### [Belge metni]
'''
İşte Burhan Kuzu'nun "uyuşturucu" tacirleriyle bağlantısını kuran o kadın

Genel & Güncel Konular

İşte Burhan Kuzu'nun "uyuşturucu" tacirleriyle bağlantısını kuran o kadın

İletigönderen İlteriş Kağan » Pzt Ağu 09, 2021 16:31

AKP milletvekili ve Cumhurbaşkanlığı Hukuk Politikaları Kurulu üyesi Prof. Dr. Burhan Kuzu’nun, uyuşturucu tacirleriyle bağlantısını onun kurduğu artık herkesin malumu.
Resim
Evet, Kuzu’nun Zindaşti ile olan fotoğrafında hemen solunda oturan Aliye Uzun’dan bahsediyoruz.
Resim
Aliye Uzun’un adı Sedat Peker’in son attığı 50 Tweet’le yeniden gündemde.
Resim
Başta Erdoğan ve ailesi olmak üzere AKP’nin üst düzey isimleriyle çok yakın ilişkisi olan Aliye Uzun, Kuzu ile tanışmasına aracılık ettiği İranlı uyuşturucu taciri Naci Şerifi Zindaşti’nin de bir dönem sevgilisi.
Resim
Uzun, Zindaşti’den “Türk pasaportu alacağım”, “Burhan Kuzu ile tanıştırıp ceza almanı engelleyeceğim” diyerek para sızdırıyor ve bu paranın bir kısmıyla Aliye’s ve Business Woman dergilerini çıkarıyor.

İlginçtir Aliye’s dergisinin bir sayısında Burhan Kuzu kapak bir diğerinde de Aliye Uzun’un kendisi.
Resim
Aliye Uzun, çocukluğunu ve eğitim hayatını Ankara’da geçirdiğini, Migros mağazalarında çalıştığını, babasının lokantacı esnafı ulduğunu ve 1997 yılında ablasının evililiği nedeniyle İstanbul’a geldiğini anlatıyor.
'''
Nokta gösterme veri kümesinden girdiler:
'''
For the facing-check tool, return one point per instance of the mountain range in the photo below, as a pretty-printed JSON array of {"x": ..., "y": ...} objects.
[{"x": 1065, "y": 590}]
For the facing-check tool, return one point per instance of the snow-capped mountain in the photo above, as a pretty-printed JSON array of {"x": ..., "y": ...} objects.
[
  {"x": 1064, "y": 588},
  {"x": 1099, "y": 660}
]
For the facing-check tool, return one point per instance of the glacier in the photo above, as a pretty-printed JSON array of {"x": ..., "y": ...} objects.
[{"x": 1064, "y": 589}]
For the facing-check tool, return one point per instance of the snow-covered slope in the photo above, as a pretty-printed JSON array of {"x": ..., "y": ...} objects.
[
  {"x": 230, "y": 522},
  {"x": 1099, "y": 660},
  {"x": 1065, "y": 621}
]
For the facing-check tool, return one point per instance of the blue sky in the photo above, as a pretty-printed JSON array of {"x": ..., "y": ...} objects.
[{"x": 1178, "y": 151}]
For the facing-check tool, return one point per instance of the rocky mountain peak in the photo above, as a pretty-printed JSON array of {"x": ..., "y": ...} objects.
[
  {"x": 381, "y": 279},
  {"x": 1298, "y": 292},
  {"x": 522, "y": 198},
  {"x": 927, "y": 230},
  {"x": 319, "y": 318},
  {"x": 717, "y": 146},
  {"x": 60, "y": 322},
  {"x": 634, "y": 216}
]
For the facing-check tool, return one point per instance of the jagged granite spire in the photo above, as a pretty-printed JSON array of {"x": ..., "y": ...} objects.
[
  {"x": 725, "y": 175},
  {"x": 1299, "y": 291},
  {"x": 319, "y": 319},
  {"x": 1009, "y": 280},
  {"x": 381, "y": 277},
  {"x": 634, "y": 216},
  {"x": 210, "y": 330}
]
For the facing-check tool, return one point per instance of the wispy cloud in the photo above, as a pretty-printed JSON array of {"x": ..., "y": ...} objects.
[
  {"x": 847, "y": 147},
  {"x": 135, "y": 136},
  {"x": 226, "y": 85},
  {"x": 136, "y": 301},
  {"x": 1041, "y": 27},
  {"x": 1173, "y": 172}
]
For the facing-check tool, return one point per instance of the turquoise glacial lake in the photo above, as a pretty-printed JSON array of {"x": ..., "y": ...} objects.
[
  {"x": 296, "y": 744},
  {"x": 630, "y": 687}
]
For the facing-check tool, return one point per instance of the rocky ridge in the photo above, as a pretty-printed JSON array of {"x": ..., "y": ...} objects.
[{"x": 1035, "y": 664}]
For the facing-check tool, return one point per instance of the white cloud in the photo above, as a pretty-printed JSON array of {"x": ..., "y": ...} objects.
'''
### [Görev listesi]
(A) Aliye Uzun hakkındaki yazıya göre şu soruları cevaplayın:
(i) Aliye Uzun'un adı Sedat Peker'in son attığı kaç tweet'le yeniden gündeme geldi?
(ii) Aliye Uzun hangi iki dergiyi çıkardı?
(iii) Aliye Uzun hangi yılda İstanbul'a geldi?
(B) Aliye Uzun hakkındaki yazıda "AKP milletvekili ve" sözlerinden başlayıp "Aliye Uzun’un kendisi." sözleri de dahil olmak üzere oraya kadar olan bölümü aynen yazıya geçirin.
(C) Aliye Uzun hakkındaki yazıyı kaldığı yerden alıp sürdürün.
Veriler, Aliye Uzun hakkındaki yazıdan ayrı bir malzemedir.

### [Görev yanıtları]
(A)
(i) 50
(ii) Aliye's ve Business Woman
(iii) 1997

(B)
AKP milletvekili ve Cumhurbaşkanlığı Hukuk Politikaları Kurulu üyesi Prof. Dr. Burhan Kuzu’nun, uyuşturucu tacirleriyle bağlantısını onun kurduğu artık herkesin malumu.
Resim
Evet, Kuzu’nun Zindaşti ile olan fotoğrafında hemen solunda oturan Aliye Uzun’dan bahsediyoruz.
Resim
Aliye Uzun’un adı Sedat Peker’in son attığı 50 Tweet’le yeniden gündemde.
Resim
Başta Erdoğan ve ailesi olmak üzere AKP’nin üst düzey isimleriyle çok yakın ilişkisi olan Aliye Uzun, Kuzu ile tanışmasına aracılık ettiği İranlı uyuşturucu taciri Naci Şerifi Zindaşti’nin de bir dönem sevgilisi.
Resim
Uzun, Zindaşti’den “Türk pasaportu alacağım”, “Burhan Kuzu ile tanıştırıp ceza almanı engelleyeceğim” diyerek para sızdırıyor ve bu paranın bir kısmıyla Aliye’s ve Business Woman dergilerini çıkarıyor.

İlginçtir Aliye’s dergisinin bir sayısında Burhan Kuzu kapak bir diğerinde de Aliye Uzun’un kendisi.

(C)
Resim
Aliye Uzun röportajının bu sayfalarında, “başarılı iş kadını” portresi çizilmiş. Uzun, Akkartal Group adlı bir şirketler topluluğunun “dinamosu” olarak tanıtılıyor. Uzun bu çerçevede, Akkartal Group’un Rusya’da kapatılan bankasından tutun da Afrika’da gerçekleştireceği organik tarım projesinden bahsediyor. Projenin Akkartal Group’un yönetim kurulu başkanı Erdal Akkartal’ın çabalarıyla hayata geçirildiğini anlatıyor.

Şimdi burada bir parantez açalım ve Aliye Uzun’un bahsettiği Ömer Erdal Akkartal ile ilgili olarak Zindaşti’nin anlattıklarından yola çıkarak Yeniçağ Gazetesi yazarı Murat Ağırel’in şu satırlarını bir hatırlatalım:

Zindaşti’nin ifadesinde bir bilgi daha yer alıyordu aslında.

O da Ömer Erdal Akkartal (JÖNTÜRK’ün notu: Bu isim aynı zamanda sekreterine taciz ve şantjdan sabıkalı)…


Bu yazımda da ondan bahsetmek istiyorum.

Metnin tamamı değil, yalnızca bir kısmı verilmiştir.